Texto de lectura →
------------------------------------------------------------------------

A lo largo de una aventura plástica de cerca de 20 años, José Castro Leñero ha experimentado con una variedad notable de modos de hacer. Lo sorprendente es quizá que en ese discurso cambiante puede sin embargo advertirse una continuidad, una cadencia propia, una indudable hermandad entre los diversos objetos que salen de su cabeza y de sus manos. Para mí, tengo que es su empeño y su compromiso con la imagen lo que está en la base de ese resultado.
Transitando por diversos caminos, José Castro ha sido proclive a usar a menudo para su trabajo, como punto de partida, la imagen fotográfica recogida generalmente por él mismo. Su entrenamiento en el diseño gráfico quizá no sea ajeno a ello. Se trata de una imagen trasladada a otros soportes que los propios de la foto, reciclada a partir de variadas técnicas, que pueden ir de la serigrafía al pastel, al temple o al óleo. Pero se ha tratado de un punto de arranque. La imagen ``mecánica'' empieza a trasformarse. En ocasiones está apenas retrabajada o intervenida, sin embargo ya se ha trasmutado en un objeto diferente; en otras está herida, redimensionada, trastocada.

------------------------------------------------------------------------

Datos de localización de puntos en imágenes →
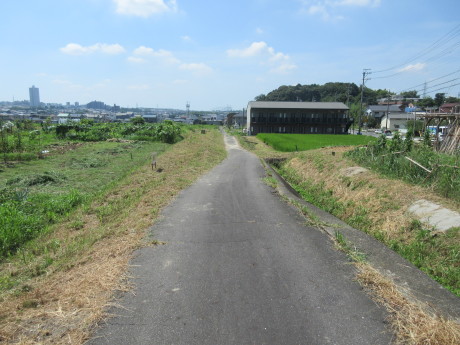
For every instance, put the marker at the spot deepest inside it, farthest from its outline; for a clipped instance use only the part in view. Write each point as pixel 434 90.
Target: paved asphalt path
pixel 241 267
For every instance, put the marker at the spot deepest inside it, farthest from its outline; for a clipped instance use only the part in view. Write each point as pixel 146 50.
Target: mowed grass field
pixel 304 142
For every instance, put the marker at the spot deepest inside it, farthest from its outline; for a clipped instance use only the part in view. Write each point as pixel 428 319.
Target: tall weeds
pixel 389 157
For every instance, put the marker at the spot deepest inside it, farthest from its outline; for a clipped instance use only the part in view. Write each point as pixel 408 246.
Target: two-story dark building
pixel 297 117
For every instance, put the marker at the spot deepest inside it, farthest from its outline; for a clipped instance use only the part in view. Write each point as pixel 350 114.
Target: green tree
pixel 439 99
pixel 426 102
pixel 137 120
pixel 409 94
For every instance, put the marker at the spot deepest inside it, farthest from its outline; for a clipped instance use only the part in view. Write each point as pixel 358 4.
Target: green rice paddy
pixel 304 142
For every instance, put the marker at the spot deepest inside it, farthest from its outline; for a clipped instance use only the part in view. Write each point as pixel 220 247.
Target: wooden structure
pixel 297 117
pixel 451 141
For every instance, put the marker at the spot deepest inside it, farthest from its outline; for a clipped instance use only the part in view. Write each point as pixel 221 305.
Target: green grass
pixel 36 194
pixel 438 256
pixel 389 158
pixel 303 142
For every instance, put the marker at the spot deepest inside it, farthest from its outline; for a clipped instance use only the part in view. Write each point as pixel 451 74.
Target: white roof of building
pixel 298 105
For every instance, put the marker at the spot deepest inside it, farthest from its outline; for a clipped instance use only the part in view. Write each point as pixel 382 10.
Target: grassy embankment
pixel 56 286
pixel 377 205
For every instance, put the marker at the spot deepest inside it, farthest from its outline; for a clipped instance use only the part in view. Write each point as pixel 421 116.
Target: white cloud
pixel 199 68
pixel 254 49
pixel 413 68
pixel 77 49
pixel 144 8
pixel 180 81
pixel 67 83
pixel 327 9
pixel 138 87
pixel 134 59
pixel 279 62
pixel 363 3
pixel 165 55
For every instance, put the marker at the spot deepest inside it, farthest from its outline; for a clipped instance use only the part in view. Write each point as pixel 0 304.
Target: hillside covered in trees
pixel 329 92
pixel 348 93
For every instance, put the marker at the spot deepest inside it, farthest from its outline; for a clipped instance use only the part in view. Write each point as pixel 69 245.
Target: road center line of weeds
pixel 96 242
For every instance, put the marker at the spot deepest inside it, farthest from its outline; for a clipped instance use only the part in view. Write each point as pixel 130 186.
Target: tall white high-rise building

------------------------------------------------------------------------

Tareas pendientes →
a - Responde estas preguntas con lo que dice el texto sobre José Castro Leñero:
(i) ¿Cuántos años, aproximadamente, abarca su aventura plástica?
(ii) ¿Qué ha usado a menudo como punto de partida para su trabajo?
(iii) ¿Qué técnicas se mencionan para reciclar esa imagen en otros soportes?
b - Prolonga el texto sobre la obra de José Castro Leñero a partir de su última oración.

Respuestas escritas →
a -
(i) Cerca de 20 años.
(ii) La imagen fotográfica, recogida generalmente por él mismo.
(iii) La serigrafía, el pastel, el temple y el óleo.

b -
Ese realismo de base hacía a menudo ver su obra bajo el concepto de una suerte de hiperrealismo. Que estaba no obstante contradicho por la presencia de elementos manuales, a veces francamente gestuales, tomados de fuentes plásticas diversas. Establece así un nuevo espacio de acción en la superficie de la obra.
Su exposición en el Museo de Arte Moderno permitió apreciar la dimensión de un artista de muy amplios recursos pictóricos y conceptuales. El concepto en su quehacer artístico le resulta eminente, pero no se desliga de la forma, sino en tanto se concreta en un objeto real que, como tal, depende también de la calidad artesanal o manual del hacedor.
Ahora, en su exposición de la Galería Oscar Román, asistimos a una nueva vuelta de tuerca. Tal vez ésta provenga, en esa coherencia que encuentro en el camino de su obra, de ciertos modos ya ensayados en la exposición del MAM. Pienso, por ejemplo, en una pieza central de aquella muestra, el gran retablo que aglutinaba en recuadros ortogonales tanto imágenes del pasado retenidas fragmentariamente --y releídas en ese sentido-- como fotos retrabajadas y trazos entre arrebatados y caligráficos.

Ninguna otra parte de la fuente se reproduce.